== What you should do ==
From the material beneath, pull every line with the word "sailor".

--- --- ---

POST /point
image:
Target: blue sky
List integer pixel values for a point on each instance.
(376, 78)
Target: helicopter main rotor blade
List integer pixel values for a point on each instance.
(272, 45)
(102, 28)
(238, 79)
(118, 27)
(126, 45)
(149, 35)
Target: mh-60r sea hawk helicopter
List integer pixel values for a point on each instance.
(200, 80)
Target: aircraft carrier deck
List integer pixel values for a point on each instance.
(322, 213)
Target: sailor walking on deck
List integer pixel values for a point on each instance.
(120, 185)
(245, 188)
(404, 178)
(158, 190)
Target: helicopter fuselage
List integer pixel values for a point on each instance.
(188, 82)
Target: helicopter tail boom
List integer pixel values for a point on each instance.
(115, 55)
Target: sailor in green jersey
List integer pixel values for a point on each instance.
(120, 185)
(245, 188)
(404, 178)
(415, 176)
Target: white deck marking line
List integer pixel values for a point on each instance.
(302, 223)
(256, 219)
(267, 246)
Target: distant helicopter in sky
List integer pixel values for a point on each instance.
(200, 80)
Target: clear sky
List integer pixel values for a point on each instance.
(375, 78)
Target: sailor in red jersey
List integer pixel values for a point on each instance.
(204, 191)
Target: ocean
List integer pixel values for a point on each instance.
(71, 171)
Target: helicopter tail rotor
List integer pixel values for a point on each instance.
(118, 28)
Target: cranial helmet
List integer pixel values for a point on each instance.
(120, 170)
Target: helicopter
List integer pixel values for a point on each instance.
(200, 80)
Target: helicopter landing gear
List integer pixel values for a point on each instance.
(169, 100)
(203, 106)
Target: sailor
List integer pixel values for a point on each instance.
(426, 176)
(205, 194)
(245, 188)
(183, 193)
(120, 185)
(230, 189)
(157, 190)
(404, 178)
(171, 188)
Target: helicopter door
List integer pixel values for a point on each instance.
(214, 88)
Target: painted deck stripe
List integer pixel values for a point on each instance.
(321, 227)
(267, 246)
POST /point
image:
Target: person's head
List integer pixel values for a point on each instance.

--- --- ---

== Solved exercise ==
Target: sailor walking on deck
Target: sailor in green jersey
Target: sailor in red jersey
Target: sailor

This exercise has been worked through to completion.